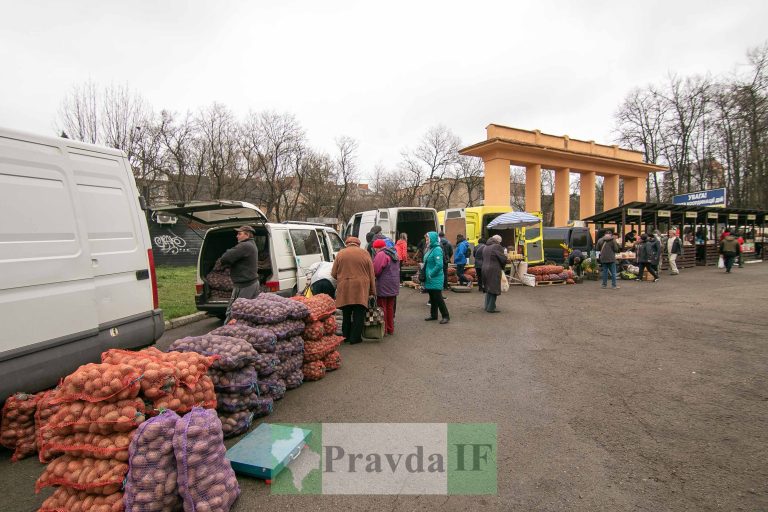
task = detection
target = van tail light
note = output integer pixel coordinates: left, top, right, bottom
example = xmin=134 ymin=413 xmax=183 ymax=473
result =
xmin=265 ymin=281 xmax=280 ymax=293
xmin=147 ymin=249 xmax=159 ymax=309
xmin=195 ymin=283 xmax=204 ymax=295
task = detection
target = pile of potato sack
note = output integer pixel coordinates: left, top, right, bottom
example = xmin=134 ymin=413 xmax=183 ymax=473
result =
xmin=0 ymin=293 xmax=341 ymax=512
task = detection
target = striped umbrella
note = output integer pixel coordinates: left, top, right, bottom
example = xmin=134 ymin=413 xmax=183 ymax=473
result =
xmin=486 ymin=211 xmax=541 ymax=229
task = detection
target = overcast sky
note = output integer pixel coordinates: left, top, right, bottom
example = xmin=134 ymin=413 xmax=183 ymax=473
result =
xmin=1 ymin=1 xmax=766 ymax=179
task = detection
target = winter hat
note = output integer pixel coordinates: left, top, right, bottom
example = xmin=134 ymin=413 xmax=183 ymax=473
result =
xmin=345 ymin=237 xmax=361 ymax=246
xmin=372 ymin=239 xmax=387 ymax=249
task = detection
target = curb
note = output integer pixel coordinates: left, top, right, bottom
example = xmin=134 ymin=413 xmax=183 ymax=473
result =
xmin=164 ymin=312 xmax=210 ymax=331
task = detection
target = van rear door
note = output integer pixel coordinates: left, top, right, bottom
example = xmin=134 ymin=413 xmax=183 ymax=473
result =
xmin=151 ymin=200 xmax=268 ymax=225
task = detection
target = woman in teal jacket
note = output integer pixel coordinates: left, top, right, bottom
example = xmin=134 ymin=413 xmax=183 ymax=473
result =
xmin=423 ymin=231 xmax=450 ymax=324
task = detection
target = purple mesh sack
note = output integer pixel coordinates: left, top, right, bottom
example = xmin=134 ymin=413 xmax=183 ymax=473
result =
xmin=210 ymin=324 xmax=277 ymax=353
xmin=285 ymin=370 xmax=303 ymax=390
xmin=252 ymin=352 xmax=280 ymax=376
xmin=125 ymin=409 xmax=181 ymax=512
xmin=169 ymin=334 xmax=259 ymax=371
xmin=174 ymin=407 xmax=240 ymax=509
xmin=256 ymin=378 xmax=286 ymax=401
xmin=276 ymin=353 xmax=303 ymax=379
xmin=259 ymin=293 xmax=310 ymax=320
xmin=216 ymin=389 xmax=273 ymax=415
xmin=262 ymin=319 xmax=306 ymax=340
xmin=276 ymin=336 xmax=304 ymax=357
xmin=230 ymin=297 xmax=289 ymax=324
xmin=209 ymin=366 xmax=258 ymax=393
xmin=251 ymin=396 xmax=273 ymax=418
xmin=217 ymin=410 xmax=255 ymax=439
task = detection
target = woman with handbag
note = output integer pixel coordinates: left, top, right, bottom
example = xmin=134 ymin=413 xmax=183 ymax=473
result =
xmin=332 ymin=237 xmax=376 ymax=344
xmin=372 ymin=239 xmax=400 ymax=335
xmin=423 ymin=232 xmax=450 ymax=324
xmin=481 ymin=235 xmax=507 ymax=313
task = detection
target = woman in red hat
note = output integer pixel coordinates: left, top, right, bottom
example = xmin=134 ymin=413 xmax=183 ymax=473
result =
xmin=372 ymin=238 xmax=400 ymax=335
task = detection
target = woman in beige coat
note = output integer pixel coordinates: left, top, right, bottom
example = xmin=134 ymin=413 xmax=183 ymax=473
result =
xmin=332 ymin=237 xmax=376 ymax=344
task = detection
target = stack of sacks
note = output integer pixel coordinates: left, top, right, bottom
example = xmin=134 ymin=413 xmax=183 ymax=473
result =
xmin=292 ymin=294 xmax=343 ymax=381
xmin=229 ymin=295 xmax=309 ymax=392
xmin=1 ymin=391 xmax=43 ymax=461
xmin=206 ymin=258 xmax=234 ymax=301
xmin=34 ymin=363 xmax=146 ymax=507
xmin=167 ymin=334 xmax=261 ymax=438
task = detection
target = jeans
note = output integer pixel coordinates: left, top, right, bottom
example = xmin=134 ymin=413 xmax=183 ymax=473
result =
xmin=341 ymin=304 xmax=366 ymax=343
xmin=376 ymin=296 xmax=396 ymax=334
xmin=456 ymin=264 xmax=467 ymax=285
xmin=225 ymin=281 xmax=261 ymax=322
xmin=484 ymin=292 xmax=498 ymax=312
xmin=601 ymin=262 xmax=617 ymax=287
xmin=427 ymin=289 xmax=449 ymax=319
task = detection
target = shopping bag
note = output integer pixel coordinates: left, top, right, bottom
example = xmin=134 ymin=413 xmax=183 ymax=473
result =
xmin=363 ymin=296 xmax=384 ymax=327
xmin=500 ymin=272 xmax=510 ymax=293
xmin=718 ymin=255 xmax=725 ymax=269
xmin=362 ymin=322 xmax=384 ymax=340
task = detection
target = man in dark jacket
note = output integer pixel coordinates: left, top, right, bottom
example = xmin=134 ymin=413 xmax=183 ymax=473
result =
xmin=221 ymin=225 xmax=260 ymax=322
xmin=635 ymin=234 xmax=659 ymax=282
xmin=439 ymin=232 xmax=453 ymax=290
xmin=481 ymin=235 xmax=507 ymax=312
xmin=568 ymin=248 xmax=584 ymax=277
xmin=473 ymin=238 xmax=487 ymax=293
xmin=648 ymin=233 xmax=662 ymax=278
xmin=597 ymin=231 xmax=620 ymax=289
xmin=719 ymin=233 xmax=740 ymax=273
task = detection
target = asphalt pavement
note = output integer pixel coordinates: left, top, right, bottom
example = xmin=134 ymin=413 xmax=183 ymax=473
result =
xmin=2 ymin=263 xmax=767 ymax=511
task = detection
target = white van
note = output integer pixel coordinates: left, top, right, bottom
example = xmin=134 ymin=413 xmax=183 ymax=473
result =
xmin=150 ymin=202 xmax=346 ymax=317
xmin=0 ymin=128 xmax=164 ymax=402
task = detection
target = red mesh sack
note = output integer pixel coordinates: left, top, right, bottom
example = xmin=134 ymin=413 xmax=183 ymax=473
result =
xmin=323 ymin=350 xmax=342 ymax=371
xmin=39 ymin=487 xmax=124 ymax=512
xmin=169 ymin=335 xmax=257 ymax=371
xmin=302 ymin=321 xmax=325 ymax=341
xmin=40 ymin=398 xmax=146 ymax=437
xmin=303 ymin=335 xmax=343 ymax=362
xmin=1 ymin=391 xmax=42 ymax=461
xmin=124 ymin=409 xmax=181 ymax=512
xmin=323 ymin=316 xmax=337 ymax=336
xmin=175 ymin=407 xmax=240 ymax=508
xmin=39 ymin=431 xmax=135 ymax=464
xmin=36 ymin=389 xmax=63 ymax=453
xmin=101 ymin=349 xmax=176 ymax=399
xmin=301 ymin=361 xmax=326 ymax=381
xmin=53 ymin=363 xmax=142 ymax=404
xmin=35 ymin=455 xmax=128 ymax=495
xmin=566 ymin=278 xmax=576 ymax=284
xmin=151 ymin=375 xmax=216 ymax=415
xmin=210 ymin=324 xmax=277 ymax=353
xmin=291 ymin=294 xmax=336 ymax=321
xmin=150 ymin=348 xmax=217 ymax=390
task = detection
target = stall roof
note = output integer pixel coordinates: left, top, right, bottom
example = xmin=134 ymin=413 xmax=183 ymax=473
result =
xmin=583 ymin=202 xmax=767 ymax=225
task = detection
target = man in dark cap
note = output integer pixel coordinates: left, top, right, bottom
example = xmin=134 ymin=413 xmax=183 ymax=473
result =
xmin=221 ymin=225 xmax=260 ymax=322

§ **TO DO**:
Please give the data above again in exact form and omit every picture.

§ **REPLY TO THE TASK**:
task = detection
target = van tail light
note = output integer pixel coordinates: left, top, right, bottom
example = xmin=134 ymin=413 xmax=183 ymax=473
result =
xmin=265 ymin=281 xmax=280 ymax=293
xmin=147 ymin=249 xmax=159 ymax=309
xmin=195 ymin=283 xmax=204 ymax=295
task = detection
target = pile of potato sack
note = output integer pixel coordinates: left, top, right, bottom
example = xmin=134 ymin=413 xmax=183 ymax=473
result =
xmin=0 ymin=293 xmax=341 ymax=512
task = detection
target = striped umbrella
note = output integer pixel coordinates: left, top, right, bottom
example = xmin=134 ymin=413 xmax=183 ymax=473
result =
xmin=486 ymin=211 xmax=541 ymax=229
task = detection
target = overcast sky
note = output integer pixel coordinates: left, top, right, bottom
example = xmin=134 ymin=413 xmax=183 ymax=473
result =
xmin=1 ymin=1 xmax=766 ymax=179
task = detection
target = winter hat
note = output integer pixel coordinates: left, top, right, bottom
example = xmin=134 ymin=413 xmax=183 ymax=473
result =
xmin=345 ymin=237 xmax=361 ymax=246
xmin=372 ymin=239 xmax=387 ymax=249
task = detection
target = curb
note = output integer pixel coordinates: left, top, right, bottom
example = xmin=134 ymin=413 xmax=183 ymax=473
result =
xmin=164 ymin=312 xmax=210 ymax=331
task = detection
target = van rear door
note = output integer pixel coordinates: left, top, right, bottom
example = xmin=134 ymin=413 xmax=183 ymax=473
result =
xmin=151 ymin=200 xmax=268 ymax=225
task = detection
target = woman in teal jacket
note = output integer pixel coordinates: left, top, right, bottom
example = xmin=134 ymin=413 xmax=183 ymax=473
result =
xmin=423 ymin=231 xmax=450 ymax=324
task = detection
target = purple mesh sack
note = output integer pixel coordinates: left, top, right, bottom
example = xmin=134 ymin=413 xmax=183 ymax=473
result =
xmin=210 ymin=324 xmax=277 ymax=353
xmin=285 ymin=370 xmax=303 ymax=390
xmin=252 ymin=352 xmax=280 ymax=376
xmin=125 ymin=409 xmax=181 ymax=512
xmin=169 ymin=334 xmax=259 ymax=371
xmin=174 ymin=407 xmax=240 ymax=509
xmin=256 ymin=378 xmax=286 ymax=401
xmin=276 ymin=353 xmax=303 ymax=379
xmin=259 ymin=293 xmax=310 ymax=320
xmin=216 ymin=389 xmax=273 ymax=415
xmin=262 ymin=319 xmax=306 ymax=340
xmin=276 ymin=336 xmax=304 ymax=357
xmin=230 ymin=297 xmax=289 ymax=324
xmin=209 ymin=366 xmax=258 ymax=393
xmin=251 ymin=396 xmax=273 ymax=418
xmin=217 ymin=410 xmax=255 ymax=439
task = detection
target = woman with handbag
note = output integer pixel coordinates: left, top, right, bottom
example = xmin=134 ymin=413 xmax=183 ymax=473
result =
xmin=332 ymin=237 xmax=376 ymax=344
xmin=372 ymin=239 xmax=400 ymax=335
xmin=423 ymin=232 xmax=450 ymax=324
xmin=481 ymin=235 xmax=507 ymax=313
task = detection
target = woman in red hat
note = output integer pixel coordinates: left, top, right, bottom
example = xmin=134 ymin=413 xmax=183 ymax=473
result =
xmin=372 ymin=238 xmax=400 ymax=335
task = detection
target = woman in beige coat
note = output integer pixel coordinates: left, top, right, bottom
example = xmin=134 ymin=413 xmax=183 ymax=473
result =
xmin=332 ymin=237 xmax=376 ymax=344
task = detection
target = stack of sacks
note = output integer pixel coordinates: left, top, right, bottom
example = xmin=134 ymin=413 xmax=183 ymax=473
result =
xmin=292 ymin=294 xmax=343 ymax=381
xmin=229 ymin=295 xmax=309 ymax=392
xmin=1 ymin=391 xmax=43 ymax=461
xmin=206 ymin=258 xmax=234 ymax=301
xmin=34 ymin=363 xmax=146 ymax=507
xmin=167 ymin=334 xmax=261 ymax=438
task = detection
target = jeans
note = output integer pixel coordinates: left, top, right, bottom
example = xmin=134 ymin=413 xmax=183 ymax=473
result =
xmin=341 ymin=304 xmax=366 ymax=343
xmin=376 ymin=296 xmax=396 ymax=334
xmin=456 ymin=264 xmax=467 ymax=285
xmin=225 ymin=281 xmax=261 ymax=322
xmin=484 ymin=292 xmax=498 ymax=312
xmin=601 ymin=262 xmax=617 ymax=287
xmin=427 ymin=289 xmax=449 ymax=319
task = detection
target = shopping bag
note = output integer pixel coordinates: left, top, right, bottom
example = xmin=134 ymin=413 xmax=183 ymax=473
result =
xmin=363 ymin=296 xmax=384 ymax=327
xmin=500 ymin=272 xmax=510 ymax=293
xmin=718 ymin=255 xmax=725 ymax=269
xmin=362 ymin=322 xmax=384 ymax=340
task = detection
target = man in dark jacket
note = output integer pixel coordinates: left, top, right, bottom
example = xmin=134 ymin=413 xmax=183 ymax=473
result =
xmin=221 ymin=225 xmax=260 ymax=322
xmin=635 ymin=234 xmax=659 ymax=282
xmin=439 ymin=232 xmax=453 ymax=290
xmin=481 ymin=235 xmax=507 ymax=312
xmin=568 ymin=248 xmax=584 ymax=277
xmin=473 ymin=238 xmax=487 ymax=293
xmin=648 ymin=233 xmax=662 ymax=278
xmin=597 ymin=231 xmax=620 ymax=289
xmin=719 ymin=233 xmax=740 ymax=273
task = detection
target = asphalt pavement
note = output integer pixel coordinates: left, top, right, bottom
example = xmin=134 ymin=413 xmax=183 ymax=473
result =
xmin=2 ymin=263 xmax=767 ymax=511
task = detection
target = white van
note = output integer pixel coordinates: left, top, right, bottom
example = xmin=134 ymin=413 xmax=183 ymax=473
result =
xmin=150 ymin=202 xmax=346 ymax=317
xmin=0 ymin=128 xmax=164 ymax=402
task = detection
target = red mesh sack
note = output integer pixel coordinates: left, top, right, bottom
example = xmin=134 ymin=413 xmax=183 ymax=473
result =
xmin=323 ymin=350 xmax=342 ymax=371
xmin=39 ymin=487 xmax=124 ymax=512
xmin=169 ymin=335 xmax=257 ymax=371
xmin=302 ymin=321 xmax=325 ymax=341
xmin=40 ymin=398 xmax=146 ymax=437
xmin=303 ymin=335 xmax=343 ymax=362
xmin=1 ymin=391 xmax=42 ymax=461
xmin=124 ymin=409 xmax=181 ymax=512
xmin=323 ymin=316 xmax=337 ymax=336
xmin=175 ymin=407 xmax=240 ymax=508
xmin=39 ymin=431 xmax=135 ymax=464
xmin=36 ymin=389 xmax=63 ymax=453
xmin=101 ymin=349 xmax=176 ymax=399
xmin=301 ymin=361 xmax=326 ymax=381
xmin=53 ymin=363 xmax=142 ymax=404
xmin=35 ymin=455 xmax=128 ymax=495
xmin=566 ymin=278 xmax=576 ymax=284
xmin=151 ymin=375 xmax=216 ymax=415
xmin=210 ymin=324 xmax=277 ymax=353
xmin=291 ymin=294 xmax=336 ymax=321
xmin=150 ymin=348 xmax=217 ymax=390
task = detection
target = stall roof
note = output integer pixel coordinates: left, top, right, bottom
example = xmin=134 ymin=413 xmax=183 ymax=473
result =
xmin=583 ymin=202 xmax=767 ymax=225
task = detection
target = man in dark cap
note = output integer pixel coordinates: left, top, right, bottom
example = xmin=134 ymin=413 xmax=183 ymax=473
result =
xmin=221 ymin=225 xmax=260 ymax=322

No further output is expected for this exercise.